● **Exercise directions**: The answer must consist of every record, printed exactly as it stands.

● **Given data**:

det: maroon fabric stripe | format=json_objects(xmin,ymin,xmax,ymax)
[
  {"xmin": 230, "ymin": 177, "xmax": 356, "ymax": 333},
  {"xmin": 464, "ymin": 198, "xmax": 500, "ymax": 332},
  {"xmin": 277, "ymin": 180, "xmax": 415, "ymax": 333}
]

● **Answer to this problem**:
det: maroon fabric stripe | format=json_objects(xmin,ymin,xmax,ymax)
[
  {"xmin": 230, "ymin": 177, "xmax": 356, "ymax": 333},
  {"xmin": 464, "ymin": 198, "xmax": 500, "ymax": 332},
  {"xmin": 277, "ymin": 180, "xmax": 415, "ymax": 333}
]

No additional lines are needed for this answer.